■ Directions ■
1) In the Wage data excerpt, what value is passed to random_state when the data is split?
2) Translate this sentence from the Wage data excerpt into Spanish: "Graphical summary takes longer to run so suppressed here."
3) Rewrite everything in the Wage data excerpt from "Wage_test.shape" down to "Wage_test.drop(['wage'], axis = 1)", replacing "Wage_other" with "Wage_train".

■ Supplied text ■

● ● ● ● ● ● ●

Graphical summary takes longer to run so suppressed here.

# Graphical summaries
ggpairs(
  data = Wage, 
  mapping = aes(alpha = 0.25), 
  lower = list(continuous = "smooth")
  ) + 
  labs(title = "Wage Data")

3 Initial split into test and non-test sets

from sklearn.model_selection import train_test_split

Wage_other, Wage_test = train_test_split(
  Wage, 
  train_size = 0.75,
  random_state = 425, # seed
  )
Wage_test.shape
(750, 9)
Wage_other.shape
(2250, 9)

Separate \(X\) and \(y\).

# Non-test X and y
X_other = Wage_other.drop(['wage'], axis = 1)
y_other = Wage_other.wage
# Test X and y
X_test = Wage_test.drop(['wage'], axis = 1)
y_test = Wage_test.wage
# For reproducibility
set.seed(425)

● ● ● ● ● ● ●

■ Entries supplied ■
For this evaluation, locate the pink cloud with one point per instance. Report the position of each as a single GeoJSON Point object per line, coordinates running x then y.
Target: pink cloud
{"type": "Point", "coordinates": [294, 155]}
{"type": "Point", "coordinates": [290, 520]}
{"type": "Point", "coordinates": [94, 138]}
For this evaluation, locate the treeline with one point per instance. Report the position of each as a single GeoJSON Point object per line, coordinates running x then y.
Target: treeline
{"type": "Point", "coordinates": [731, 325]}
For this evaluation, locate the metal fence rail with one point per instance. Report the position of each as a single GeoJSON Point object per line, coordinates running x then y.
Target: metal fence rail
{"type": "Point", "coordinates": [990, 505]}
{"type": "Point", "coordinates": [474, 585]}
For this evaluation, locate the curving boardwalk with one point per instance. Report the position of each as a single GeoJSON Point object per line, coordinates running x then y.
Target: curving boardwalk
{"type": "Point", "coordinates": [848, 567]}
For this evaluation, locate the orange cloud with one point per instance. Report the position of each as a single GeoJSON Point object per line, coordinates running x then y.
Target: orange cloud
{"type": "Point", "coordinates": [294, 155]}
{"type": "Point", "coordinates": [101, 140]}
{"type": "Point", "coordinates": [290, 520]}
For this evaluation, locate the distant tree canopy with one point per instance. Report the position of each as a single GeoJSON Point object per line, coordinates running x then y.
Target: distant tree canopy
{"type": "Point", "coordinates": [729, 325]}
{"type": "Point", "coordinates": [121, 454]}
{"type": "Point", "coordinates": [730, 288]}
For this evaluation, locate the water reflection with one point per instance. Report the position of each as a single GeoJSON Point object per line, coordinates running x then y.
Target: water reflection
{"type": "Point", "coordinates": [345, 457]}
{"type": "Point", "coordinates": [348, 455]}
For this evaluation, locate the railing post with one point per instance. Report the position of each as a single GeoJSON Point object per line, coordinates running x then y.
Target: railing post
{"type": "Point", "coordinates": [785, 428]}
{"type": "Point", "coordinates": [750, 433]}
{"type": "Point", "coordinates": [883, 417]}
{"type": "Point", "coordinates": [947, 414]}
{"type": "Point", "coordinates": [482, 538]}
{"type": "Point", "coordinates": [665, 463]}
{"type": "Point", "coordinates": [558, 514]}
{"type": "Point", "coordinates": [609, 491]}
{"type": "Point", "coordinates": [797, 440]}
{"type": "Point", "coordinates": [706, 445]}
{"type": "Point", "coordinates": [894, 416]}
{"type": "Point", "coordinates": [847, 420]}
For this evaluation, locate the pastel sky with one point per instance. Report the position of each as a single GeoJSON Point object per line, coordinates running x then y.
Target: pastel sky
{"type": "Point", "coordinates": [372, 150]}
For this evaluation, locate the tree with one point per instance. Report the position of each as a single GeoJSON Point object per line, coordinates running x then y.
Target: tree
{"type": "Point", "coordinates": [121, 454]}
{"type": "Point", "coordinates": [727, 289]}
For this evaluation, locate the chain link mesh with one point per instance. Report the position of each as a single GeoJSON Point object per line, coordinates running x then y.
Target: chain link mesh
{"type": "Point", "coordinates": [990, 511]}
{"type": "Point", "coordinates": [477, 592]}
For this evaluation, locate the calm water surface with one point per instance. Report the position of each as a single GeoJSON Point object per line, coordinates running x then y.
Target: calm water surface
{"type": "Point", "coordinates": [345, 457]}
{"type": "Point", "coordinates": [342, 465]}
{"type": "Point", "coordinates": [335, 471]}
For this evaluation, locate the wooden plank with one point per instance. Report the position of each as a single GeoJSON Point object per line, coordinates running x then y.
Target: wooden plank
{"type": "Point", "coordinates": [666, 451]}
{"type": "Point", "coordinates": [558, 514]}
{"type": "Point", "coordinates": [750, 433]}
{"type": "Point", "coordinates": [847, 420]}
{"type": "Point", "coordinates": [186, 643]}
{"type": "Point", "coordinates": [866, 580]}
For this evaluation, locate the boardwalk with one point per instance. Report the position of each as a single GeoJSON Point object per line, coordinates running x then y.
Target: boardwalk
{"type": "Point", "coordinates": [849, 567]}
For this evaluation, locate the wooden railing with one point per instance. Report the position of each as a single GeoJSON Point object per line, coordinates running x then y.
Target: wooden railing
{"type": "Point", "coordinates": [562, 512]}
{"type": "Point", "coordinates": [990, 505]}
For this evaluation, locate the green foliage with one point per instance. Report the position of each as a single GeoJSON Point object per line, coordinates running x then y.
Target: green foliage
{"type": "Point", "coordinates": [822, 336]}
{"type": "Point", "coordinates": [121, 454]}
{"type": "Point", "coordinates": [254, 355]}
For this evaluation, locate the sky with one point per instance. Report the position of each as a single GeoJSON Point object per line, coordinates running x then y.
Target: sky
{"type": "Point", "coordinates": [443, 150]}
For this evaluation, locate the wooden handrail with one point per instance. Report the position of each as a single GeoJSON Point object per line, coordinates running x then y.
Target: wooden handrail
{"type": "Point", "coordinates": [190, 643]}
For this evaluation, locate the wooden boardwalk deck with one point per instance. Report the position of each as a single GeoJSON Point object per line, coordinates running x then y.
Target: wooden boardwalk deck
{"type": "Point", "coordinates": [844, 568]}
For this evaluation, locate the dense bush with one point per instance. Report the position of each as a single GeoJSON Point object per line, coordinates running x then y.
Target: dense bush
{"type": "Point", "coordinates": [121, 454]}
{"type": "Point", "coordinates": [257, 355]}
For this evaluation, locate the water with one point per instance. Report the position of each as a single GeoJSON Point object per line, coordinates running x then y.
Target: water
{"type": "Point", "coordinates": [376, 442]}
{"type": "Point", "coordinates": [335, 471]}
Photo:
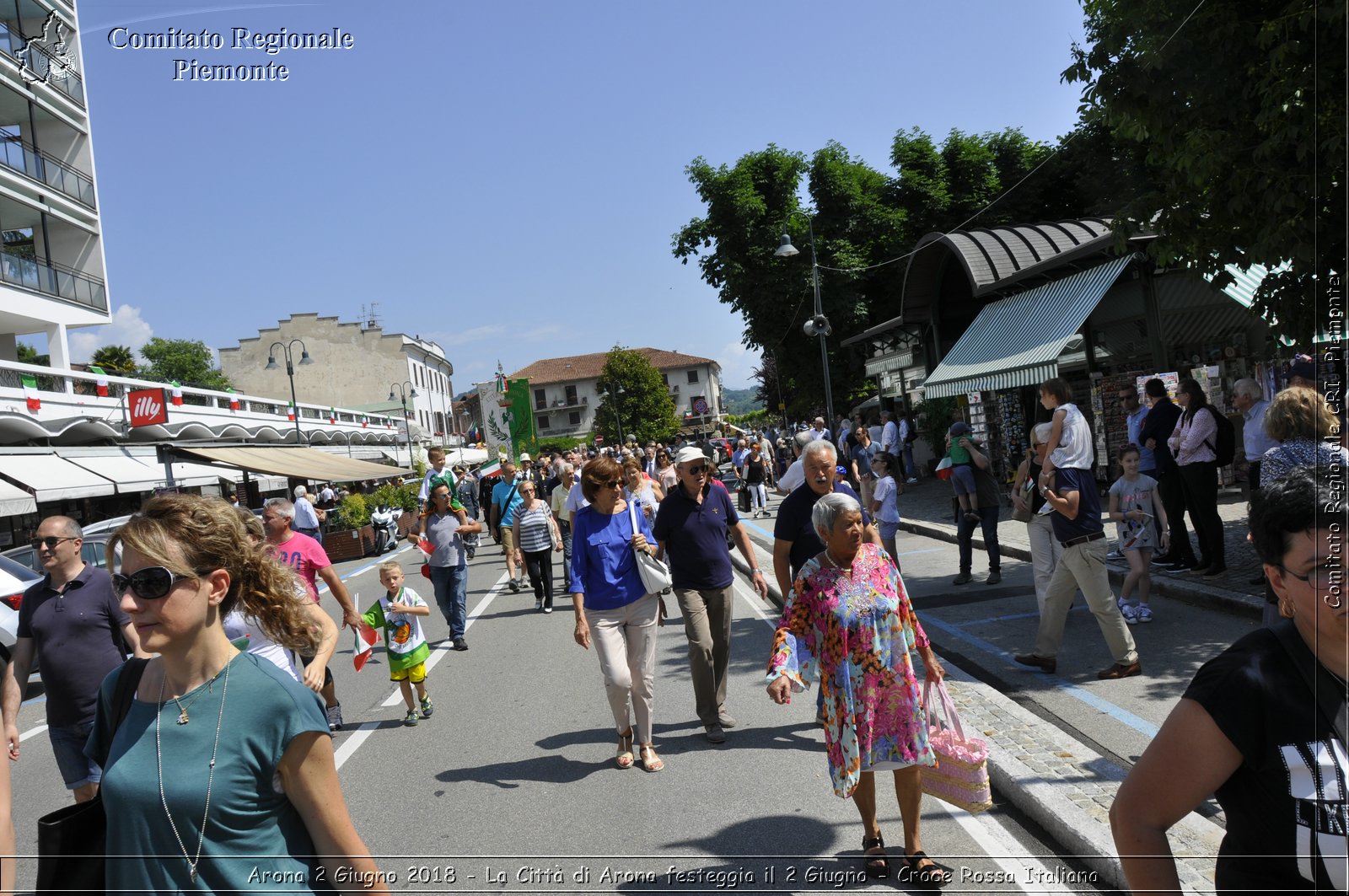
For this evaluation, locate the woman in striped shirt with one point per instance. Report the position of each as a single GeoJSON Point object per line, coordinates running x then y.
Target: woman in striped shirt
{"type": "Point", "coordinates": [536, 534]}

● ● ● ● ● ● ●

■ Solved problems ■
1) 425

2) El resumen gráfico tarda más en ejecutarse, por lo que se omite aquí.

3)
Wage_test.shape
(750, 9)
Wage_train.shape
(2250, 9)

Separate \(X\) and \(y\).

# Non-test X and y
X_other = Wage_train.drop(['wage'], axis = 1)
y_other = Wage_train.wage
# Test X and y
X_test = Wage_test.drop(['wage'], axis = 1)